Directions for this task:
Locate every line in the items below that contains the string "flower", and copy each of those lines in full. Matching is case-sensitive.

● ● ● ●

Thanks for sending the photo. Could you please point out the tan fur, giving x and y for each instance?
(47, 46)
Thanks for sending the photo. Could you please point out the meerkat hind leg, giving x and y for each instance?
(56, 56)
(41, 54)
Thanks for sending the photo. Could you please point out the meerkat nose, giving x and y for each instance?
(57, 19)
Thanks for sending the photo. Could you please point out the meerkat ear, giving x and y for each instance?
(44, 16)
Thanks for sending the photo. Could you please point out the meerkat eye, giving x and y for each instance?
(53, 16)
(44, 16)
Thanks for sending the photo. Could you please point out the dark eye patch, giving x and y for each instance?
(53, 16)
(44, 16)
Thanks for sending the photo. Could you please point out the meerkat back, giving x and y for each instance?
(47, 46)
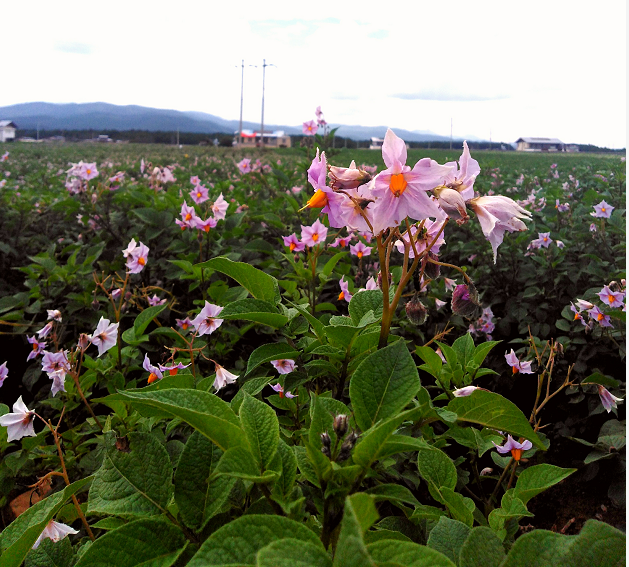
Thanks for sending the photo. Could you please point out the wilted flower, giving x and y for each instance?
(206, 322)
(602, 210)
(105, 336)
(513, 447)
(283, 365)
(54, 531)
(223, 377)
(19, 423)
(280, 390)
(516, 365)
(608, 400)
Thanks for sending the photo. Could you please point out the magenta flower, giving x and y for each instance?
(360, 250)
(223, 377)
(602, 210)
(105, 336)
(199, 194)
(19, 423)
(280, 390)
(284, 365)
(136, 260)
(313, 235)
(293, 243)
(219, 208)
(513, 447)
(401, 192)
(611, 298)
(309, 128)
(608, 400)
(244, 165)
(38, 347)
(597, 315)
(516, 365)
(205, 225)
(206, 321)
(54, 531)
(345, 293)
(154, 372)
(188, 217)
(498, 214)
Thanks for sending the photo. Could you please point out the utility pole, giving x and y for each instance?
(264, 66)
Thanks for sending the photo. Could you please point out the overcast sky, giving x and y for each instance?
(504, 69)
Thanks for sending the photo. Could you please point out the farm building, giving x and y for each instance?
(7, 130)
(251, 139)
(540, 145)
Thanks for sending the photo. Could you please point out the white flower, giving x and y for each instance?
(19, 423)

● ● ● ●

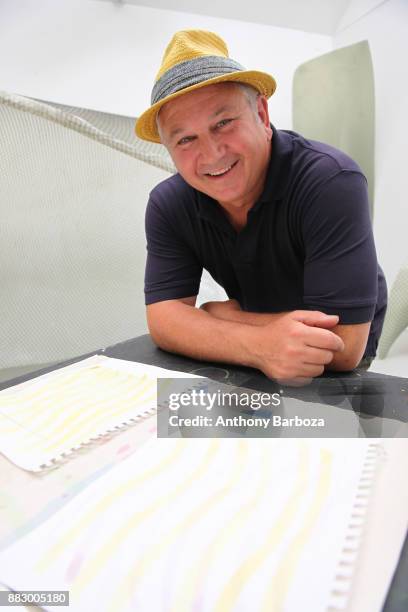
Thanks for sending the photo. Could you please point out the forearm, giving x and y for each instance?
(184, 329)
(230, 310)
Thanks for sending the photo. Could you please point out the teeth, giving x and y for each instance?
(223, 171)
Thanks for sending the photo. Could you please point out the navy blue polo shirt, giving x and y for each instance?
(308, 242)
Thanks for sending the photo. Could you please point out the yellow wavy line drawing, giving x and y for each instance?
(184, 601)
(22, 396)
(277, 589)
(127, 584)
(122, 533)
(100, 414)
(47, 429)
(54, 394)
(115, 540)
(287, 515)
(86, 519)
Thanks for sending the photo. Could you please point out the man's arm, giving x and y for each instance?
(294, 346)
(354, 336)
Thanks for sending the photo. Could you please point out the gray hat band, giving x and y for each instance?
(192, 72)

● ● ● ●

In response:
Thanks for sending the photo. Could you please point out the wilted flower, giving x and y for each instance?
Thanks for sending the photo. Could you please point out the magenta flower, giving x and y for each instance?
Thanks for sending the photo. Could you please point out the white flower, giving x and y for each instance?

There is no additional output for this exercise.